• **TASK DIRECTIONS**: Convert the part of the listing starting at the line containing "Find the black trousers;" and ending at the line containing "[1205, 174]" into a two-column CSV with the headers instruction and coordinates, one row per instruction. Put each instruction and its coordinates in a single quoted field, replacing line breaks with spaces.
--- Start DATA ---
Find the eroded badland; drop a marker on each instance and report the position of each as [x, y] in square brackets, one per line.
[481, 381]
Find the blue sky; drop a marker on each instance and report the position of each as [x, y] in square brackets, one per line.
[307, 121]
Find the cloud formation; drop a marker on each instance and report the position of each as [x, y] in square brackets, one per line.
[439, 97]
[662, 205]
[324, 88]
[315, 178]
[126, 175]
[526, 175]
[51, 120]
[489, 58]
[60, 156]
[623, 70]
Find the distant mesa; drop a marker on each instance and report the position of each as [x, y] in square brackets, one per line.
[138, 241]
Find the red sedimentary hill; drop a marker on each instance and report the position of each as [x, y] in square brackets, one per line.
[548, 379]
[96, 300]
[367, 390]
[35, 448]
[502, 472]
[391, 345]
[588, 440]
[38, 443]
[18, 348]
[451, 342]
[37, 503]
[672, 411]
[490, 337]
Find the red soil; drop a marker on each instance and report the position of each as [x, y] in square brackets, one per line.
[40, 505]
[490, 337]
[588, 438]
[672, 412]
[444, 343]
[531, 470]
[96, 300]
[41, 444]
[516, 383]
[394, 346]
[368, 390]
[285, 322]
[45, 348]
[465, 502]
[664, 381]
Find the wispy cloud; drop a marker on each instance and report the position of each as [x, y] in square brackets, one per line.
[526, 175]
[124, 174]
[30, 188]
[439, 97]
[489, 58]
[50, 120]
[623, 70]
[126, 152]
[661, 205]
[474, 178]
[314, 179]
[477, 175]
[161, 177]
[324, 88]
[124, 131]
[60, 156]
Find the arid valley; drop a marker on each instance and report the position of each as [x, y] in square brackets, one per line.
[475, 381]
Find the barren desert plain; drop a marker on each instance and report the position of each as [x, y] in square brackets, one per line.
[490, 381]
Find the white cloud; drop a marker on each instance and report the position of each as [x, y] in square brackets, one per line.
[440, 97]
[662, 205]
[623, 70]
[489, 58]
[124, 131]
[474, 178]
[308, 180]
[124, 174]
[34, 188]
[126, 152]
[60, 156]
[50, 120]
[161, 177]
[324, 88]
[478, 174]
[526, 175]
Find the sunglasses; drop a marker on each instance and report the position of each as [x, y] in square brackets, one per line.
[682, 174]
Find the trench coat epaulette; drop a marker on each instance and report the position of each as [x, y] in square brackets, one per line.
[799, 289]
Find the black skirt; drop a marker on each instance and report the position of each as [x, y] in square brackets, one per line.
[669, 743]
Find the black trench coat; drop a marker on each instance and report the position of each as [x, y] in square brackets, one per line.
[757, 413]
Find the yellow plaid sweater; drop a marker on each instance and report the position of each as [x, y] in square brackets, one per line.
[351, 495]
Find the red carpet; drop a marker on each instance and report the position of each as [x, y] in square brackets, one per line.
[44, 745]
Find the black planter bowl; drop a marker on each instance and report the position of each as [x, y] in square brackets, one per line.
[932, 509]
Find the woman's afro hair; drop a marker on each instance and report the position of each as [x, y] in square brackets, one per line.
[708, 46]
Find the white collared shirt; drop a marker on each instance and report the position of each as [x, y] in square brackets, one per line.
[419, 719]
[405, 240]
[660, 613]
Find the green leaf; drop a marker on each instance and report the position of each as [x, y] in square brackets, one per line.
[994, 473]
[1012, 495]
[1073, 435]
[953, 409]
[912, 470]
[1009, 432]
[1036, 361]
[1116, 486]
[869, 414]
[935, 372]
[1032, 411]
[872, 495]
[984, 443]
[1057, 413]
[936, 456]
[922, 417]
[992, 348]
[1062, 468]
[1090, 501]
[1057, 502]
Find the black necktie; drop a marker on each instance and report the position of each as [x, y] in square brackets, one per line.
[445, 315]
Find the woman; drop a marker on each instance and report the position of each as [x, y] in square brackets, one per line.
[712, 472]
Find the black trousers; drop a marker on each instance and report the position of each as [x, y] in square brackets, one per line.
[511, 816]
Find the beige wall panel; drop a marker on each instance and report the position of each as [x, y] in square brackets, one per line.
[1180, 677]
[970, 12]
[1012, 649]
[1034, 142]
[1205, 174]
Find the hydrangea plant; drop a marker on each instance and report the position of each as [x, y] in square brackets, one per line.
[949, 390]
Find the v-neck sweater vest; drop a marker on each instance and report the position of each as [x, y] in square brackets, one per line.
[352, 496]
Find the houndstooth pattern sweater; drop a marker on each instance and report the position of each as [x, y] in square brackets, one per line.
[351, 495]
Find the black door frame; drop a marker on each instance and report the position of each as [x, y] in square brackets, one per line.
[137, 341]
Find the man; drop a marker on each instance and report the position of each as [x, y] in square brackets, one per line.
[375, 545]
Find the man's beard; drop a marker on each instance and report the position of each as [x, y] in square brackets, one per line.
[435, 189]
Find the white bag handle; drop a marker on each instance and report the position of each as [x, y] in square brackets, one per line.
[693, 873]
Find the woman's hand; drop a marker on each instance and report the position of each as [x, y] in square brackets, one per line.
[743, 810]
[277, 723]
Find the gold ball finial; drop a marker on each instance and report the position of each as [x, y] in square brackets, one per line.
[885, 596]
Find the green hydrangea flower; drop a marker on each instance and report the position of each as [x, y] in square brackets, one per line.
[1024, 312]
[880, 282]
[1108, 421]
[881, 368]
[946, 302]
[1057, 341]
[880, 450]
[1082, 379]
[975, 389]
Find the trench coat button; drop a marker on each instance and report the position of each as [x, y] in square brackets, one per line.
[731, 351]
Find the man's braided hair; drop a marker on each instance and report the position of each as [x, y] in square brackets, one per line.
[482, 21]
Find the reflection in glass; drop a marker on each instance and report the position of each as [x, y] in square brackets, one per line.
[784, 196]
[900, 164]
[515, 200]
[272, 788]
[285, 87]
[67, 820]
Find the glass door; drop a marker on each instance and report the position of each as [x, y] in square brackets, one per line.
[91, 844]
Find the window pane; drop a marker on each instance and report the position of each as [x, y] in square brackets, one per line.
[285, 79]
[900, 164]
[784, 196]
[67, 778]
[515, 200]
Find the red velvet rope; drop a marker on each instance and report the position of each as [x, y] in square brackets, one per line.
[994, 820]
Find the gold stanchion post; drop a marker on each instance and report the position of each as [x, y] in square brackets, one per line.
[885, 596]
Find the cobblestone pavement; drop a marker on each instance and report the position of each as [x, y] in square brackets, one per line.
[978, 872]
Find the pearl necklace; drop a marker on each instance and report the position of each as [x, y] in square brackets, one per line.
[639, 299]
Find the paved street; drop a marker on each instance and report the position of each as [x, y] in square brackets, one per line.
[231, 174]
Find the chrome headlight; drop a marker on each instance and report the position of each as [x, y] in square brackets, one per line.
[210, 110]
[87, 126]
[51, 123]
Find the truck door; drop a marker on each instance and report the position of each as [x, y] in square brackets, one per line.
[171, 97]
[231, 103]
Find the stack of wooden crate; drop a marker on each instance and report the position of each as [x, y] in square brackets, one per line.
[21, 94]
--- End DATA ---
• **THE OUTPUT**:
instruction,coordinates
"Find the black trousers; drop a marker on each instance and report the position of each as [x, y] in square brackets, one per line.","[511, 816]"
"Find the beige wall panel; drop a marker on each instance and report the position of each as [x, y] in square brackets, one per line.","[1180, 677] [970, 12] [1012, 649] [1034, 142] [1205, 174]"